§ Text shown:
━━━━━━━━

Tools allow your agent to interact with databases, APIs, external systems. In order to gain insight into how your tools are performing, you need to answer questions like
  • Did the LLM decide to call the right tool?
  • Did it extract the parameters correctly?
  • Did the tool return what you expected?
With tracing, you see the complete chain, including the LLM’s decision, the exact parameters passed, and the tool’s response, without having to guess which step broke. When your LLM calls tools, those executions are automatically traced as child spans. With Phoenix, you can simply define your tools using the AI SDK configuration, as the tracing happens automatically when experimental_telemetry is enabled.

━━━━━━━━

§ Supplied material:

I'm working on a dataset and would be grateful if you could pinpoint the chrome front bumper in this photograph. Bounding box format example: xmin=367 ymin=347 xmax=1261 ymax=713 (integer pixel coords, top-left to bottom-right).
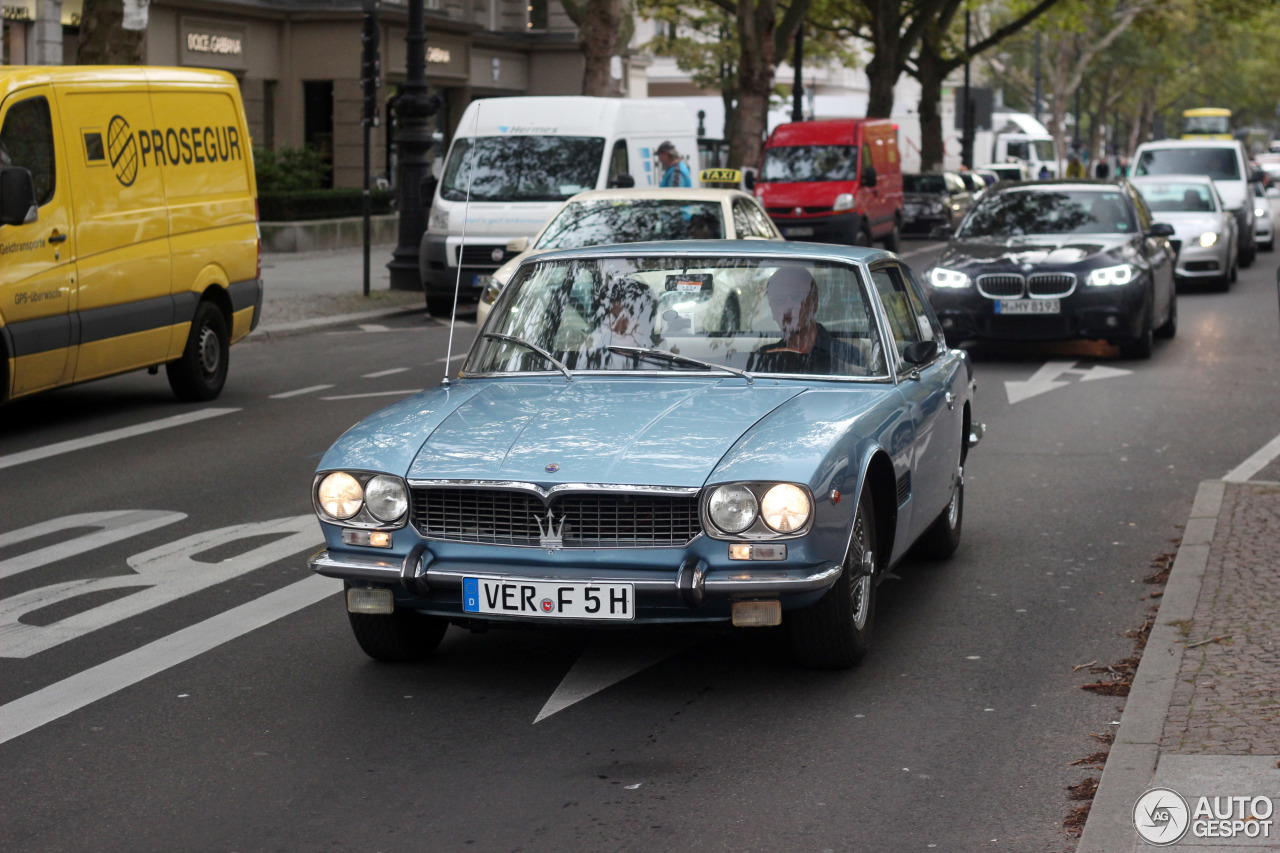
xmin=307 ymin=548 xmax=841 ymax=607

━━━━━━━━

§ Work to complete:
1: In the passage on tool tracing, how are tool executions traced when the LLM calls tools?
2: What questions does the passage on tool tracing say you need to answer to see how your tools are performing? List all of them.
3: Continue the passage on tool tracing from where it stops.
The listing is not needed for any of this work.

§ Exercise results:
1: They are automatically traced as child spans.

2:
- Did the LLM decide to call the right tool?
- Did it extract the parameters correctly?
- Did the tool return what you expected?

3:
const result = await generateText({
  model: openai.chat("gpt-4o-mini"),
  prompt: userQuery,
  tools: {
    lookupOrderStatus: tool({
      description: "Look up order status by order ID",
      inputSchema: z.object({
        orderId: z.string(),
      }),
      execute: async ({ orderId }) => {
        // Your tool logic here
        return orderDatabase[orderId];
      },
    }),
  },
  maxSteps: 2,
  experimental_telemetry: { isEnabled: true },  // Tools are traced automatically
});
In Phoenix, you’ll see:
  1. LLM Span: Model decides to call lookupOrderStatus
  2. Tool Span: Shows the tool name, input (orderId), and output
  3. LLM Span: Model summarizes the result

Tracing RAG Pipelines

RAG pipelines can fail in many places. The embedding might not capture the query’s intent, the retrieval might return irrelevant documents, or the LLM might misuse good context. When a user gets a bad answer, which step failed? With tracing, you can see the full pipeline, including which documents were retrieved, what context was injected into the prompt, and how the LLM used it. You can pinpoint exactly where things went wrong. For RAG, trace both the embedding calls and the generation call. Each embed call becomes its own span:
// Embed the user's query - traced automatically
const { embedding } = await embed({
  model: openai.embedding("text-embedding-ada-002"),
  value: userQuery,
  experimental_telemetry: { isEnabled: true },
});

// ... semantic search logic ...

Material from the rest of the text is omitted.